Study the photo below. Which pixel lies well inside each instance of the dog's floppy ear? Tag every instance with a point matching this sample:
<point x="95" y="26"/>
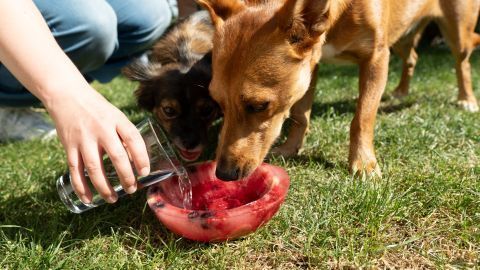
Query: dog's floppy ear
<point x="304" y="21"/>
<point x="144" y="73"/>
<point x="220" y="10"/>
<point x="141" y="71"/>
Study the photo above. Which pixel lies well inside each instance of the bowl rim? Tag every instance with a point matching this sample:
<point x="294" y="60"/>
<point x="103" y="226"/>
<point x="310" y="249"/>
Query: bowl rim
<point x="277" y="174"/>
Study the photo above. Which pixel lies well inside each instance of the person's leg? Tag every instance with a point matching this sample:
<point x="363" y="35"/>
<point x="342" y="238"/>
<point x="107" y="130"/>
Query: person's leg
<point x="85" y="29"/>
<point x="87" y="32"/>
<point x="140" y="24"/>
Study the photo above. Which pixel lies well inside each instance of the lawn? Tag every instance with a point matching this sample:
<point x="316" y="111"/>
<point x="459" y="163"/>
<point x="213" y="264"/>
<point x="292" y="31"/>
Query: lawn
<point x="424" y="212"/>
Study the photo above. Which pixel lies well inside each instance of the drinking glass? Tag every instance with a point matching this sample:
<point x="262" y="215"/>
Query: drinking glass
<point x="163" y="164"/>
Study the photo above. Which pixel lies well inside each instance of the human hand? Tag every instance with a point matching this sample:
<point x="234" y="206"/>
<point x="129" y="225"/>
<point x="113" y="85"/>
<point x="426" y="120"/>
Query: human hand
<point x="89" y="126"/>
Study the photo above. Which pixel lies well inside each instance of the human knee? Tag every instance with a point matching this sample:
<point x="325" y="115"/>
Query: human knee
<point x="149" y="22"/>
<point x="90" y="34"/>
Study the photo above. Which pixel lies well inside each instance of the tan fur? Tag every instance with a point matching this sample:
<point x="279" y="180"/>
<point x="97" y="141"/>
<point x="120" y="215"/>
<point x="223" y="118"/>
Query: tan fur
<point x="264" y="53"/>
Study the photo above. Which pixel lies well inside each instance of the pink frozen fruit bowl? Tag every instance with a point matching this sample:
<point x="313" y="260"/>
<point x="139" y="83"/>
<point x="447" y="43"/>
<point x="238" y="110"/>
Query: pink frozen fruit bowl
<point x="220" y="210"/>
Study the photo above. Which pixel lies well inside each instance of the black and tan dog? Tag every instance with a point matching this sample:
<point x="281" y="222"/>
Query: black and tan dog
<point x="174" y="84"/>
<point x="265" y="52"/>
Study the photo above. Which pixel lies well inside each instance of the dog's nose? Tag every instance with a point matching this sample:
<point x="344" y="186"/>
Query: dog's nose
<point x="227" y="174"/>
<point x="190" y="143"/>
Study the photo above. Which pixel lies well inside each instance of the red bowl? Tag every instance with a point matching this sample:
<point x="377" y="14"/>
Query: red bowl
<point x="220" y="210"/>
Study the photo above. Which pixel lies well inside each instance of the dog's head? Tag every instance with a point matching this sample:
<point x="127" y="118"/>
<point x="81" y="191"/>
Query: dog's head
<point x="263" y="57"/>
<point x="179" y="99"/>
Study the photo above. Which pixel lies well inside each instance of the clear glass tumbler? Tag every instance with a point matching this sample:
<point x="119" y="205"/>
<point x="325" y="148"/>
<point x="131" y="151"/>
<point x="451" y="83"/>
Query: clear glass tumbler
<point x="163" y="164"/>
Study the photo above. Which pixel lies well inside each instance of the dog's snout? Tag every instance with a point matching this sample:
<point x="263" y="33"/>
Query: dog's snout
<point x="227" y="173"/>
<point x="190" y="143"/>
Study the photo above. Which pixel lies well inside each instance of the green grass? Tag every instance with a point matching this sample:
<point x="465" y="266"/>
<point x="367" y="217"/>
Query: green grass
<point x="424" y="212"/>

TASK ITEM
Could you reproduce all of the data above exactly and skip any image?

TASK OUTPUT
Study the photo below. Which pixel lies well inside each instance of the dog's floppy ear? Tag every instance with a point matching this sample:
<point x="95" y="26"/>
Query: dog's floppy ear
<point x="304" y="21"/>
<point x="144" y="73"/>
<point x="220" y="10"/>
<point x="141" y="71"/>
Study the photo above. Which pixel lies well inside each instance of the bowl rim? Tag every instance with a point matching this sample:
<point x="294" y="60"/>
<point x="103" y="226"/>
<point x="310" y="249"/>
Query: bowl rim
<point x="277" y="174"/>
Study the photo above. Which pixel lies well inside each instance of the person's leg? Tag every instance with a point matching this sample:
<point x="363" y="35"/>
<point x="342" y="238"/>
<point x="107" y="130"/>
Query: person's leg
<point x="85" y="29"/>
<point x="87" y="32"/>
<point x="140" y="24"/>
Study the photo above. Which pixel lies well inside each instance of the lawn? Tag every instance with a point matching this sample:
<point x="316" y="111"/>
<point x="459" y="163"/>
<point x="213" y="264"/>
<point x="292" y="31"/>
Query: lawn
<point x="424" y="212"/>
Study the photo above. Which pixel lies well inside each instance of the drinking glass? Tag every instance with a point matching this sample:
<point x="262" y="215"/>
Query: drinking glass
<point x="163" y="164"/>
Study the photo above. Which pixel lies well inside each instance of the human hand? Tag every instance with a point matching this sample:
<point x="234" y="206"/>
<point x="129" y="225"/>
<point x="113" y="85"/>
<point x="426" y="120"/>
Query: human hand
<point x="89" y="126"/>
Study the photo above. Which pixel lies well inside each instance of the human knee? Tag every instance with a point matching this sample:
<point x="325" y="115"/>
Query: human knee
<point x="149" y="22"/>
<point x="90" y="34"/>
Study the photo above. Which pixel lies well inside each instance of the tan fur? Tag every instance with a point matching this sample:
<point x="279" y="180"/>
<point x="97" y="141"/>
<point x="120" y="215"/>
<point x="223" y="118"/>
Query: tan fur
<point x="264" y="53"/>
Study the photo above. Which pixel lies well inside each instance of the pink frozen fruit bowl? Tag every instance with a point matching this sample:
<point x="313" y="260"/>
<point x="139" y="83"/>
<point x="447" y="43"/>
<point x="238" y="110"/>
Query: pink frozen fruit bowl
<point x="220" y="210"/>
Study the photo above. Which pixel lies well inside each instance of the black and tan dog? Tag every instance with a point matching this sample:
<point x="281" y="222"/>
Query: black and tan dog
<point x="174" y="84"/>
<point x="265" y="52"/>
Study the photo above. Which pixel lies well inside each instance of the dog's nose? Tag every instance with a point matching this sample:
<point x="344" y="186"/>
Query: dog's nose
<point x="227" y="174"/>
<point x="190" y="143"/>
Study the photo above. Which pixel lies well inside each instance of the red bowl? Tag every instance with a point matching this sample:
<point x="377" y="14"/>
Query: red bowl
<point x="220" y="210"/>
Study the photo above. Which pixel lies well inside each instance of the dog's head? Tag every instance with a point matching this sample:
<point x="127" y="118"/>
<point x="81" y="191"/>
Query: dog's head
<point x="263" y="57"/>
<point x="179" y="99"/>
Study the photo above. Which pixel lies well inside each instance of the clear glass tumbler? Tag every instance with a point matching this sample:
<point x="119" y="205"/>
<point x="325" y="148"/>
<point x="131" y="151"/>
<point x="451" y="83"/>
Query: clear glass tumbler
<point x="163" y="164"/>
Study the photo above. Which pixel lies well inside each instance of the dog's snout? Tag every instance with a point matching this sample:
<point x="263" y="33"/>
Query: dog's snout
<point x="227" y="173"/>
<point x="190" y="143"/>
Study the photo above. Which pixel lies well inside each instance of the green grass? Tag every instance with a point matching this sample:
<point x="465" y="266"/>
<point x="367" y="217"/>
Query: green grass
<point x="424" y="212"/>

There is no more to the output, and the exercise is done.